- [Supplied text]
★ ★ ★

Another dominant theme of the RES notebooks was Eaton’s lifetime commitment to the collection and preservation of specimens, particularly insects (Fig. 2). His growing interest in entomology is evident in the following passage, in which the teenaged Eaton paraphrased helpful instructions in The insect-hunter’s companion (Greene 1863): “Look out for a large tree standing alone in a park or meadow. The trees best suited are poplars, willows, oaks, birches, beeches, ashes and hawthorns. A tree in a light soil with the surrounding soil worn away by the feet of cattle situated by the side of a dyke or the border of a field is in the most favourable situation…Take the sod in one hand and tap it gently with the trowel and pupa with no cocoon will drop out” (Eaton 1859–1864). Eaton’s education continued at Cambridge University, where, like many others of his day, he pursued interests in theology and natural history. At the university, Eaton’s reputation as an entomologist spread with his frequent contributions to entomological journals and membership in the Entomological Society London. By age 25, Eaton had already published significantly on the taxonomy of the Ephemeroptera (mayflies) and had described several new species that are still valid today.

Northbound to Svalbard

By the summer of 1873, Eaton had completed B. A. (1868) and M. A. (1871) degrees at Cambridge and served as a vicar in Ashbourne, Derbyshire. How polar explorer Benjamin Leigh Smith (1828–1913) selected Eaton for his third expedition is unknown; it is possible that their paths crossed by way of a common circle of Cambridge scholars. What is clear is that in spring 1873, Eaton had compiled, at the request of Leigh Smith’s half-sister, the artist and feminist Barbara Bodichon (1827–1891), a list of the animal and botanical species of Svalbard (Capelotti 2013). Eaton was preparing himself for adventures farther afield for he had landed the position as “Ship’s Surgeon and General Practitioner” aboard Leigh Smith’s chartered, steam-powered schooner Diana (Fig. 3).

★ ★ ★

- [Required action 1]
In one to three sentences, explain why Eaton was preparing himself in 1873 for adventures farther afield, according to the passage about Eaton.
- [Required action 2]
Reproduce the part of the passage about Eaton that opens with the words containing "By the summer" and closes with "steam-powered schooner Diana (Fig. 3).".
The data are not needed for any of this work.

- [Data block]
★ ★ ★

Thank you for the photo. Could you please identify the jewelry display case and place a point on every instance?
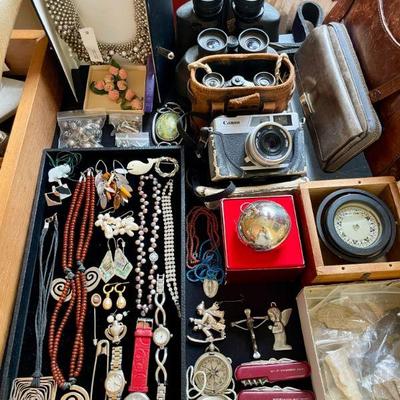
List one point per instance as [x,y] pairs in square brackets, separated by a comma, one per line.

★ ★ ★

- [Response box 1]
Eaton was preparing for adventures farther afield because he had landed the position of "Ship's Surgeon and General Practitioner" aboard Leigh Smith's chartered, steam-powered schooner Diana.

- [Response box 2]
By the summer of 1873, Eaton had completed B. A. (1868) and M. A. (1871) degrees at Cambridge and served as a vicar in Ashbourne, Derbyshire. How polar explorer Benjamin Leigh Smith (1828–1913) selected Eaton for his third expedition is unknown; it is possible that their paths crossed by way of a common circle of Cambridge scholars. What is clear is that in spring 1873, Eaton had compiled, at the request of Leigh Smith’s half-sister, the artist and feminist Barbara Bodichon (1827–1891), a list of the animal and botanical species of Svalbard (Capelotti 2013). Eaton was preparing himself for adventures farther afield for he had landed the position as “Ship’s Surgeon and General Practitioner” aboard Leigh Smith’s chartered, steam-powered schooner Diana (Fig. 3).